* [Activity]
Please return every line of the records that contains the word "Format".

* [Exercise inputs]
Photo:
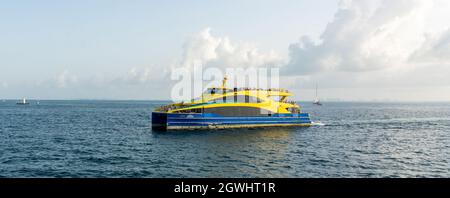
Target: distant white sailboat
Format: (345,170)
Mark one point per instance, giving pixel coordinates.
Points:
(317,101)
(23,102)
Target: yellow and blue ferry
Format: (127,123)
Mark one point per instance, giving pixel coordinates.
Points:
(221,107)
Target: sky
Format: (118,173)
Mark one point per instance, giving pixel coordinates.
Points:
(373,50)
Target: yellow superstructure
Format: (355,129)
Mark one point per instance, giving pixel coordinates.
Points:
(271,100)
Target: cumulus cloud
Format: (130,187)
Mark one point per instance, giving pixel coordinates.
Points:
(435,49)
(372,35)
(208,50)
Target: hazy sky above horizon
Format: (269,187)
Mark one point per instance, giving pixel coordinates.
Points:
(105,49)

* [Expected answer]
Format: (345,170)
Format: (127,123)
Format: (118,173)
Format: (355,129)
Format: (130,187)
Format: (269,187)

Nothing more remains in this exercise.